Source extract
※ ※ ※
Shakespeare Dream Quotes

Shakespeare Dream Quotes by Kelly BulkeleyIn honor of the April 26, 1564 baptism of William Shakespeare and his death on April 23, 1616, I have gathered a few of the best quotes about dreams from characters in his plays.  Let me know if you’ve got other good ones!

 

Prospero: “We are such stuff as dreams are made on, and our little life is rounded with a sleep.”

The Tempest, IV.i.156-158

 

“All days are nights to see till I see thee/And nights bright days when dreams do show me thee.”

Sonnet 43, 13-14

 

Gloucester: “My troublous dreams this night doth make me sad.”

Duchess: “What dreamed my lord? Tell me, and I’ll requite it with sweet rehearsal of my morning’s dream.”

Henry VI, Part II, I.ii.22-24

 

Romeo: “I dreamt a dream tonight.”

Mercutio: “And so did I.”

Romeo: “Well, what was yours?”
※ ※ ※
Exercise brief
In the Shakespeare dream quotes, please name the character who says "My troublous dreams this night doth make me sad."

Dataset rows
※ ※ ※
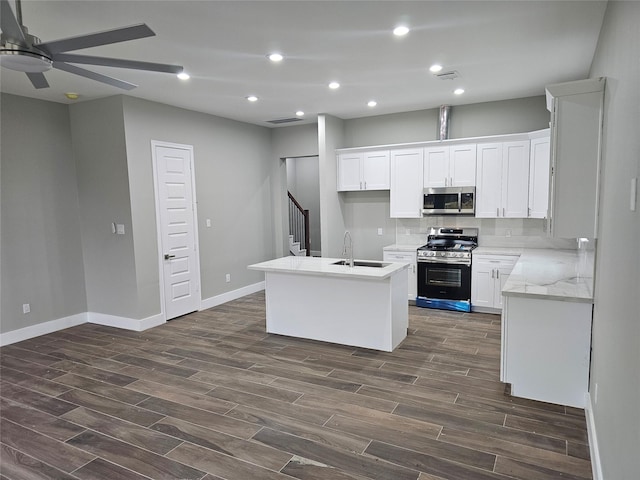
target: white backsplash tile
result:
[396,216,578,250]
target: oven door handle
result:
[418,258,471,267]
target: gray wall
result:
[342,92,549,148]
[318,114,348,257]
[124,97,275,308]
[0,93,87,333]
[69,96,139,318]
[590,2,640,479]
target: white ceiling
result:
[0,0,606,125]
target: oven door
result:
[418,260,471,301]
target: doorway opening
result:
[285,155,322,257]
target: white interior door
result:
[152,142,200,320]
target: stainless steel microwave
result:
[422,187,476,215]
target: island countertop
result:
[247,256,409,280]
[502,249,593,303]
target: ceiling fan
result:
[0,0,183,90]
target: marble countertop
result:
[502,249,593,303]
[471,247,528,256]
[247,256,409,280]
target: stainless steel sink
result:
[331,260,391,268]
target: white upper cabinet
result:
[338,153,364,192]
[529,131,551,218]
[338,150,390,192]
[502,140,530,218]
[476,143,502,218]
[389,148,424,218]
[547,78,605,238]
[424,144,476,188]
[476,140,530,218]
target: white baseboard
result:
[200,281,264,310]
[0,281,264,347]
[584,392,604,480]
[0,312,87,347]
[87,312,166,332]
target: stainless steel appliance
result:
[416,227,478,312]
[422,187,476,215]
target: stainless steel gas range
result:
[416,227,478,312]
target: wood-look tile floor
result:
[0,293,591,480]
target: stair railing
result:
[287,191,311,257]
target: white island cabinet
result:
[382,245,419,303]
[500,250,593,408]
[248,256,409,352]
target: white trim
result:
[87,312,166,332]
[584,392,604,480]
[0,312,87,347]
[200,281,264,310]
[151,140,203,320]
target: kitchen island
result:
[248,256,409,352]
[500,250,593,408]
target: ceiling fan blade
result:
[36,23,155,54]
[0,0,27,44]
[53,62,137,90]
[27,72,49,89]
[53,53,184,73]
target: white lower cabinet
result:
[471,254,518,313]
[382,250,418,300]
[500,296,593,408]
※ ※ ※
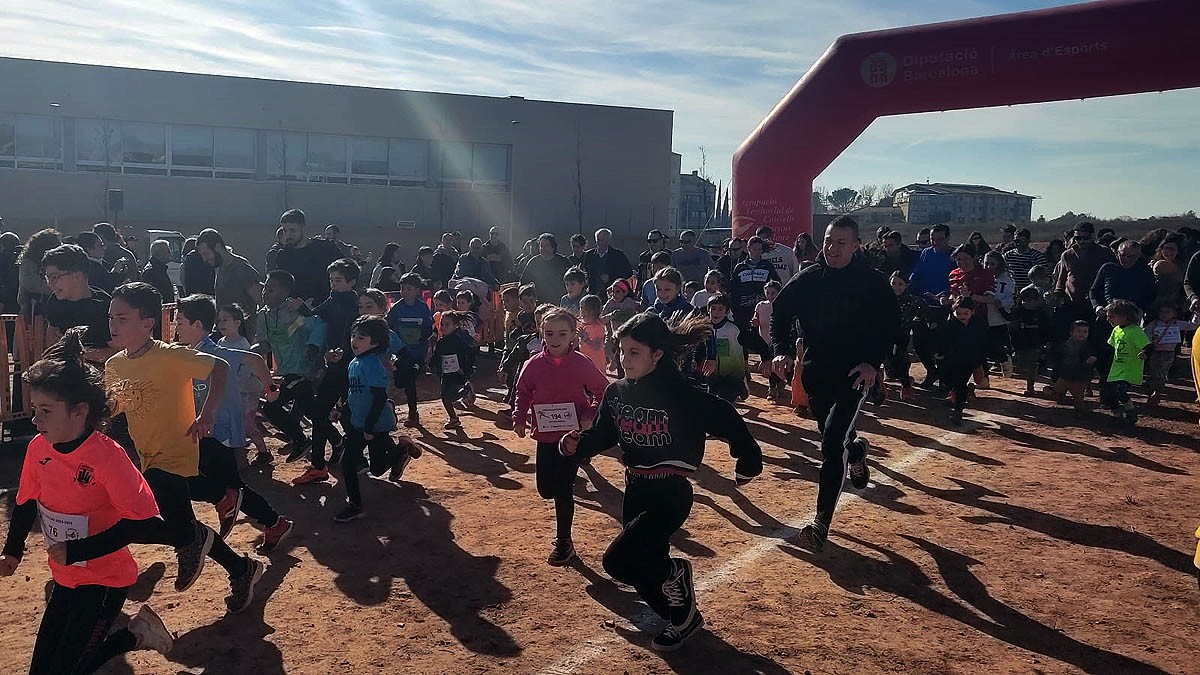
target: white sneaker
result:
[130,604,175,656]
※ ※ ※
Full solution
Gloucester